**TEXT PROVIDED:**
The evaluation of cardiac risk before noncardiac
surgical procedures and interventions aimed toward reducing that risk have become an integral
part of the contemporary practice of medicine. In
the nonoperative setting, it is generally accepted
that the pathophysiology of acute myocardial infarction is usually due to the disruption of a vulnerable coronary-artery plaque followed by coronaryartery thrombosis. Histopathological analyses of
coronary arteries in patients who had a fatal myocardial infarction soon after noncardiac surgery have
confirmed this pathophysiology, with evidence of
an unstable plaque present in more than half of patients.
1
An association between fatal perioperative myocardial infarction and advanced left main coronary
artery disease, severe three-vessel disease, or both is
also common. Perioperative activation of neurohumoral pathways, an increase in catecholamine levels, a reduction in endogenous levels of tissue plasminogen activator, an increase in shear stress in
association with platelet activation, and possibly
coronary spasm have been postulated to be mechanisms leading to plaque disruption and subsequent
coronary-artery occlusion. However, some patients
appear to have a myocardial infarction without
ST-segment elevation, perhaps caused primarily by
periods of prolonged ischemia as a result of perioperative stresses that occur in the presence of severe fixed coronary-artery obstruction.
Previous studies have shown that patients at increased risk for perioperative events can be identified on the basis of simple clinical markers (e.g.,
angina pectoris, previous myocardial infarction, diabetes mellitus, previous heart failure, renal insufficiency, poor functional capacity, or high-risk surgery) available at the time of the initial evaluation.
2,3
The addition of noninvasive and invasive testing
further improves the accuracy of risk stratification.

**EXERCISE PROMPT:** Retype the passage on perioperative cardiac risk above from "The evaluation of" to "half of patients.".

**DATA PROVIDED:**

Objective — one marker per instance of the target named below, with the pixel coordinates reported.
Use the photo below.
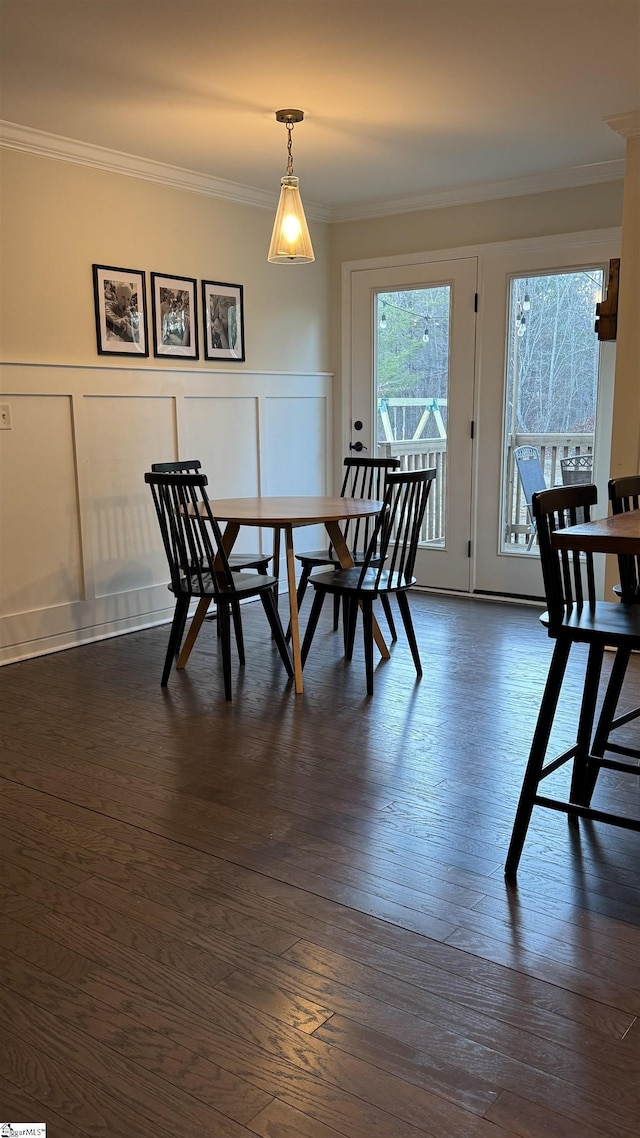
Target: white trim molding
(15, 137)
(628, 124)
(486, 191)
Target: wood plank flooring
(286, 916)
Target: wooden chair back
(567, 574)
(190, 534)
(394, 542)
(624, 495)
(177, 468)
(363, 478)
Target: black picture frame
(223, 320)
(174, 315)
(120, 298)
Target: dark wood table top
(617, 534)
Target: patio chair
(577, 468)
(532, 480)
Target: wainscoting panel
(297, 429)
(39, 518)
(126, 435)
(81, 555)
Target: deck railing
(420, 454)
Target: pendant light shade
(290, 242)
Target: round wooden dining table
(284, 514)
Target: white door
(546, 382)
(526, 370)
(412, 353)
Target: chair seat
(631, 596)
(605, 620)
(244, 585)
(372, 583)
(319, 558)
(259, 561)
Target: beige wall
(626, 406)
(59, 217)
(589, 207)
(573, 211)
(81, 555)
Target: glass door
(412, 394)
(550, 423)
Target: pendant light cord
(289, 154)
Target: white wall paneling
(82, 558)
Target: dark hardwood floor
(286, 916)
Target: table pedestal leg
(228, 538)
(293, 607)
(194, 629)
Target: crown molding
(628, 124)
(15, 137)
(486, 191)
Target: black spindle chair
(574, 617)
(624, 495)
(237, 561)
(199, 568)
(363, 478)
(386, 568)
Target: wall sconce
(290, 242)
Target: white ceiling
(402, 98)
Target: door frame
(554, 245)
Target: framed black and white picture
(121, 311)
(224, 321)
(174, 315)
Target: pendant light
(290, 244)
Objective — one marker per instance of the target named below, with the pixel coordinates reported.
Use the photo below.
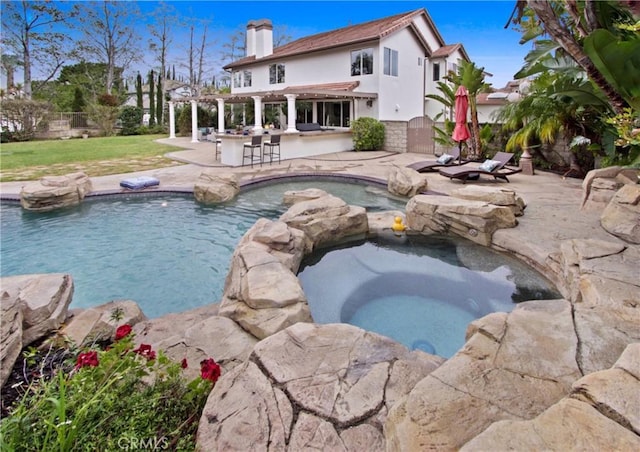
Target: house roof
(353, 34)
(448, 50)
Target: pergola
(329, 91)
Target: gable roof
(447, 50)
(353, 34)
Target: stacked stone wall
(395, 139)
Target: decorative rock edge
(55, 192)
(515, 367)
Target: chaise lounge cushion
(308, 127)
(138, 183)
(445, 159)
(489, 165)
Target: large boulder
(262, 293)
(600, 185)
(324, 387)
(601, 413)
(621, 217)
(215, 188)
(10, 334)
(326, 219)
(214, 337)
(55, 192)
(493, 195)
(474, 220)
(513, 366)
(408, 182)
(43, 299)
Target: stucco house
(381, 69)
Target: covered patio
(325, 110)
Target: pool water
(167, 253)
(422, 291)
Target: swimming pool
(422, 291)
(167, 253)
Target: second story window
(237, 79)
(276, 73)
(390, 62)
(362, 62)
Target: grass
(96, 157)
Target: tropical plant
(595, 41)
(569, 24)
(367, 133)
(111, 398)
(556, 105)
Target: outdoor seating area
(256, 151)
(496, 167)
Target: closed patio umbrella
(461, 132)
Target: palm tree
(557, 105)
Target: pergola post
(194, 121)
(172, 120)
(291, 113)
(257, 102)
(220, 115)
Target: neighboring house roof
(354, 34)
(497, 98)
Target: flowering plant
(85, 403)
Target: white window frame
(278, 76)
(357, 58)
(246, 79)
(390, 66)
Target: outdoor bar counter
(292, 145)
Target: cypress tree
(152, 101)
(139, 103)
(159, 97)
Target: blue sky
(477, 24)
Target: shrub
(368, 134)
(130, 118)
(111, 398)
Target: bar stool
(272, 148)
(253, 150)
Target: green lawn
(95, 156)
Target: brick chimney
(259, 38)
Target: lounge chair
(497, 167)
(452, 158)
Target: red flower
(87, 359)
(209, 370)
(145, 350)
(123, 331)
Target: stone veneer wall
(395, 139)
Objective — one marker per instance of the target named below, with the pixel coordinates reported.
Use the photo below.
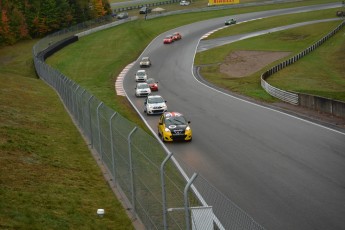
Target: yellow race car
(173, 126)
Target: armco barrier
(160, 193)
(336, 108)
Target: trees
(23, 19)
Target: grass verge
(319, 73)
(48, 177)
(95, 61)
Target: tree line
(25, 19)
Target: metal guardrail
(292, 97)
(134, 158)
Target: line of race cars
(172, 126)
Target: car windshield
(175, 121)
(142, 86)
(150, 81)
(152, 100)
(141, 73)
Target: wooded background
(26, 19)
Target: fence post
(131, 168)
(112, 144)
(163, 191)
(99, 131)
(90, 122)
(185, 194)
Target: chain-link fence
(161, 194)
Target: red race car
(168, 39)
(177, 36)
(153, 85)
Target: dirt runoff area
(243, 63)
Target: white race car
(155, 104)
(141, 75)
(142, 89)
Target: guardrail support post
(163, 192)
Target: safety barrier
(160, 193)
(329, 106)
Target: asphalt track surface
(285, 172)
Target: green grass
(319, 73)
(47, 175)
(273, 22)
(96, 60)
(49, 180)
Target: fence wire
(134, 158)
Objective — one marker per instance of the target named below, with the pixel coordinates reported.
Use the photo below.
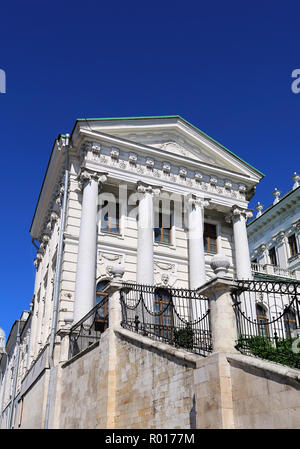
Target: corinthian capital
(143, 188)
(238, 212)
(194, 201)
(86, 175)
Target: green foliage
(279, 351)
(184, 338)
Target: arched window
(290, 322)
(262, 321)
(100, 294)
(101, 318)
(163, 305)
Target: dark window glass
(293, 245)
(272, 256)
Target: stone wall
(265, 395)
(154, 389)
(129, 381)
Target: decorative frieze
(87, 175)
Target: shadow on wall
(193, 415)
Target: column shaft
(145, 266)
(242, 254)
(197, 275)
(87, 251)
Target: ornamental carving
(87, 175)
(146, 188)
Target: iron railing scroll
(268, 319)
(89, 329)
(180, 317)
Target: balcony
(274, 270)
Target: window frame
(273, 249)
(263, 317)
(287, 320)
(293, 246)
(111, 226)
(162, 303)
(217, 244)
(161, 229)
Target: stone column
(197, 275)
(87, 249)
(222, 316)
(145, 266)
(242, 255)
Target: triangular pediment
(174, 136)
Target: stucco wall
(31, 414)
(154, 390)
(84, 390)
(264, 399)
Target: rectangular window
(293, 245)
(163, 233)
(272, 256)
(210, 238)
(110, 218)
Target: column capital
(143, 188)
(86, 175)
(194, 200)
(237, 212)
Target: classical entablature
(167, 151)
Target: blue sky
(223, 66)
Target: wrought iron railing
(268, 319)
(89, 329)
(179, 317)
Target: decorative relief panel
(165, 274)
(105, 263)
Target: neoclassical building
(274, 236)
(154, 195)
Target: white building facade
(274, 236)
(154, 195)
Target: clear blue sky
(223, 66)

**RESPONSE TO THIS TASK:**
The evaluation of cardiac risk before noncardiac
surgical procedures and interventions aimed toward reducing that risk have become an integral
part of the contemporary practice of medicine. In
the nonoperative setting, it is generally accepted
that the pathophysiology of acute myocardial infarction is usually due to the disruption of a vulnerable coronary-artery plaque followed by coronaryartery thrombosis. Histopathological analyses of
coronary arteries in patients who had a fatal myocardial infarction soon after noncardiac surgery have
confirmed this pathophysiology, with evidence of
an unstable plaque present in more than half of patients.